Among the entries that follow, find every line with the word "below" and list it.
Material to process Block Start
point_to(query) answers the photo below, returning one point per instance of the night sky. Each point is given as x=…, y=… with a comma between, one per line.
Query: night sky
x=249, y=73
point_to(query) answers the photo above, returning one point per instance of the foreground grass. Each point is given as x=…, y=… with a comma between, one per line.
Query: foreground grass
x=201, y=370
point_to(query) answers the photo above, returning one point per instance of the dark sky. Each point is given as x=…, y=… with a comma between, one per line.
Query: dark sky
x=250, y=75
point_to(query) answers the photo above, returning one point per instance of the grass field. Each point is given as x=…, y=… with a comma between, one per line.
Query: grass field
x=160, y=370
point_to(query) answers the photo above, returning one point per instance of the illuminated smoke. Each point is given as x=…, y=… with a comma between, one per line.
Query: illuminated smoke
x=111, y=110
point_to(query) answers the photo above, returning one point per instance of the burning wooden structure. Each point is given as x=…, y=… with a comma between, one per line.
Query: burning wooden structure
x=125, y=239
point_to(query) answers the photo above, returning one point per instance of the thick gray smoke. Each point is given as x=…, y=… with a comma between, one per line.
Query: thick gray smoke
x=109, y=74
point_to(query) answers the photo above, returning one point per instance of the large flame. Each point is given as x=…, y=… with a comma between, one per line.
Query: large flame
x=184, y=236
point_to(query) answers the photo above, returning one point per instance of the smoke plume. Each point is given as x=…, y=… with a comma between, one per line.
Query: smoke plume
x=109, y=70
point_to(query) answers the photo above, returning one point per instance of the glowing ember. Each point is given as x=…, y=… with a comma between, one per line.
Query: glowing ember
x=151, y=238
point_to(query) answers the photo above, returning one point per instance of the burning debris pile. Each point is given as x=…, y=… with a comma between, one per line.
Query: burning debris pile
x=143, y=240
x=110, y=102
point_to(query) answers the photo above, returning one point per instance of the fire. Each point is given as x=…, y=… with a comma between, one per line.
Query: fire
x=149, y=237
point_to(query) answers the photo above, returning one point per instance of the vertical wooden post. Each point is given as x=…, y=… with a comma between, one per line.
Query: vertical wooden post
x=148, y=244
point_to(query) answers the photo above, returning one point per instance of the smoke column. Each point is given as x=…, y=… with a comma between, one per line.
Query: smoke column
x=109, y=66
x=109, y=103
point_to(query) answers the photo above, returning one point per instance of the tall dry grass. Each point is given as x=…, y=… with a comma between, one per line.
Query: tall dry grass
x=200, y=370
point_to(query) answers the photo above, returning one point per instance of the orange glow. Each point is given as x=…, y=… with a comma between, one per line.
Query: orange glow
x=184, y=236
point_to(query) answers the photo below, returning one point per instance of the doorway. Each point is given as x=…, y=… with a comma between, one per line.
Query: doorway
Material to process Block End
## Finished task
point_to(query) answers the photo below, returning one point per instance of the night sky. Each point is given as x=…, y=… with a comma between, one per line.
point_to(query) answers the photo below, returning one point per instance of the doorway. Each point is given as x=…, y=… with a comma between, one per line.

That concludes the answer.